__EXERCISE MATERIAL__:
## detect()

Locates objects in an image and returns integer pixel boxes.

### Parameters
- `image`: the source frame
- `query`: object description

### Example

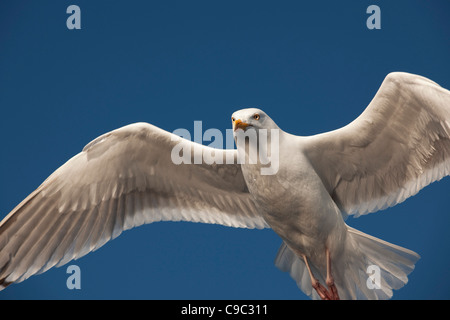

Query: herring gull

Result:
[0,72,450,300]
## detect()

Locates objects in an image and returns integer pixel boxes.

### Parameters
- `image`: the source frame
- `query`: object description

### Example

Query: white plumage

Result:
[0,73,450,299]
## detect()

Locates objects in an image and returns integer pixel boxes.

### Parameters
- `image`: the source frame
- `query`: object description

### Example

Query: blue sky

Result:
[0,0,450,300]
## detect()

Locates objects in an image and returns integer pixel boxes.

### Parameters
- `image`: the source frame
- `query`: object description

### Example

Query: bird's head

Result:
[231,108,278,131]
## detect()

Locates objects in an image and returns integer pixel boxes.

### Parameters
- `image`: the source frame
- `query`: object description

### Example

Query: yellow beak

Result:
[233,119,249,131]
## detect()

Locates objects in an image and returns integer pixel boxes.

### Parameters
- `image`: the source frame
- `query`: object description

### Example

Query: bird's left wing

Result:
[303,72,450,216]
[0,123,267,290]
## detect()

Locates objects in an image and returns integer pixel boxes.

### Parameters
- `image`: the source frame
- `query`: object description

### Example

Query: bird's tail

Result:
[275,227,420,299]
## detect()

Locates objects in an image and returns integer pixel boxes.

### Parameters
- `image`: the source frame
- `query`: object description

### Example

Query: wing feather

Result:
[303,72,450,216]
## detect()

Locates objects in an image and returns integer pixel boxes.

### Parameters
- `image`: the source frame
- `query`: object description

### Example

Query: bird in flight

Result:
[0,72,450,300]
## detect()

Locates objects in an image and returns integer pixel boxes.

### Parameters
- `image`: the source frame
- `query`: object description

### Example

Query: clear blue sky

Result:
[0,0,450,300]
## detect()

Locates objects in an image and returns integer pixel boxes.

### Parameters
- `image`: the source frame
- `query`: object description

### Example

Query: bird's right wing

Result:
[303,72,450,216]
[0,123,267,290]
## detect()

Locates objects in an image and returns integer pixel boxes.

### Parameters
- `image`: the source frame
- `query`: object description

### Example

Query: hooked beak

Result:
[233,119,251,131]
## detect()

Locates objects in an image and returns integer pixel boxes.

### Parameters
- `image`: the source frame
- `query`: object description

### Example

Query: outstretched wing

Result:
[0,123,267,290]
[303,72,450,216]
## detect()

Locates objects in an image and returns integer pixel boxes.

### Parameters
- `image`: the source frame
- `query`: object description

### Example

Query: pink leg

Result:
[326,248,340,300]
[302,255,331,300]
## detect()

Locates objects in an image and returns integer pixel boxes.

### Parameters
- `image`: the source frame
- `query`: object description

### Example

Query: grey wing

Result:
[0,123,267,290]
[303,72,450,216]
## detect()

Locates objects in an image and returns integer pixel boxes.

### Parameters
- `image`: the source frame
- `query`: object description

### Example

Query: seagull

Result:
[0,72,450,300]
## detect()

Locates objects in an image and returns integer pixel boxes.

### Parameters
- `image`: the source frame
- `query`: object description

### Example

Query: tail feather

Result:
[275,227,420,300]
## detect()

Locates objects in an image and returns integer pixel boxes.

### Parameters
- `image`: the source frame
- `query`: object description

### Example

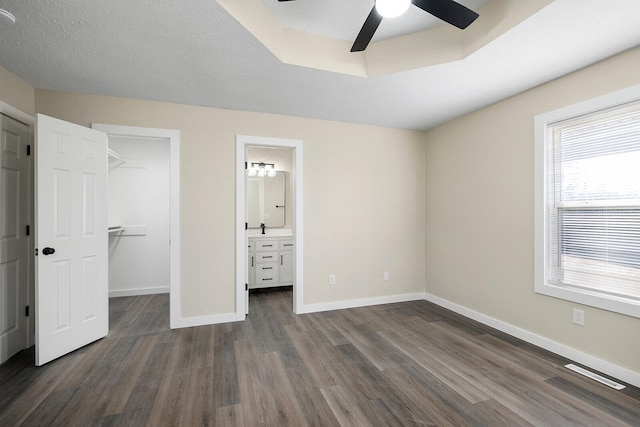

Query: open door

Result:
[35,114,109,366]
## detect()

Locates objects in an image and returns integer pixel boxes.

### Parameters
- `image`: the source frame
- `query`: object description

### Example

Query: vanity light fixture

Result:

__INSTRUCTIONS FOR THE TASK__:
Could you print all of the items above word for word, leaving the pictures out?

__RESPONSE FOR THIS EXERCISE__:
## detect()

Locates objects in an image and returns integer pixel boxes.

### Parameters
- `image`: the source frame
- `query`: object description

### Example


Query: herring gull

Result:
[0,72,450,300]
## detect()

Locates objects in an image and returns integer pixel boxes.

### Parameters
- `image`: the source frame
- `query`: object description

### Example

Query: white plumage

Result:
[0,73,450,299]
## detect()

Locates objects in an image and returns integer pixel boxes.

### Parameters
- `image`: the source frame
- `query`: object description

### Example

Query: blue sky

Result:
[0,0,450,300]
## detect()

Locates objects in an image and returns integer pixel boxes.

### Parameters
- `image`: the source frame
- `query`: object description

### Example

Query: bird's head

Result:
[231,108,278,131]
## detect()

Locates objects in an image and returns integer pixel boxes.

### Parameters
- `image`: the source frame
- `query`: object description

### Example

Query: yellow beak

Result:
[233,119,249,131]
## detect()

Locates objects in an image and returns integer pixel boxes.

### Parameters
- `image`: the source frame
- `query`: object description

### Example

Query: bird's left wing

Result:
[303,72,450,216]
[0,123,267,290]
## detect()

Locates objects in an image and returns integer pixel boxes.

### Parameters
- `image`: the source frame
- `query`: object description

### Example

Query: bird's tail

Result:
[275,227,420,299]
## detect()

Locates objects in an image and returns integer pixel boxes.

### Parameters
- `image`: the source frame
- `query`: object description

### Example

Query: wing feather

Result:
[303,72,450,216]
## detect()

Locates objects in an image and returns integer pixel boxes.

### Parameters
- `image`: the source frame
- `query`: object description

### Example

Query: bird in flight

Result:
[0,72,450,300]
## detect()

Locates objects in an image and returns integer pixel boxes.

### Parameters
- `image`: the source frame
- `query`: object description

### Example

Query: clear blue sky

Result:
[0,0,450,300]
## detect()

Locates objects in an image and returns integer pixel boxes.

### Parameters
- `image`: the source frame
- `query`: object description

### Example

Query: bird's right wing

Result:
[303,72,450,216]
[0,123,267,290]
## detect()

Locates objects in an image and returns integer pixel boxes.

### Parameters
- `image`: the source frame
- `query`: object description

### Example

Query: hooked beak

Result:
[233,119,251,131]
## detect()

Locates objects in an image and returns integer pixel boxes.

### Parameters
- `image`: the source frame
- `query`: object description

### Example

Query: outstretched wing

Result:
[0,123,267,290]
[303,72,450,216]
## detect()

Locates objects in an image and returns integer pixel boxes.

### Parameters
- `image`: the source frame
- `query`: object description

### Example

Query: pink leg

Result:
[326,248,340,300]
[302,255,331,300]
## detect()

Locates objects in an image and returns integer pixel boxes.

### Parameters
- `image`: the source frame
- `query`: object description

### Example

Query: grey wing

Result:
[0,123,267,290]
[303,72,450,216]
## detect()

Locates objects in an image and returns integer pixel boxes.

### Parameters
- `image`: the source frame
- `query`: object description

### Example

Query: seagull

Result:
[0,72,450,300]
## detect()

Locates objects in an image and returns integer pixel boxes.

### Parameters
- `image`: the source frame
- `query`: object description

### Example

Query: tail feather

Result:
[275,227,420,300]
## detect()

Locates objects in an image and returns integer pixel boxes.

### Parameters
- `image`: the source frame
- `query`: object description

### Example


Query: open door

Result:
[35,114,109,366]
## detect()

Locates objects in an image and returns integer pixel boxes.

### Parameters
- `image`: the source frame
- `query`: object description

### Example

Query: vanity light fixture

Result:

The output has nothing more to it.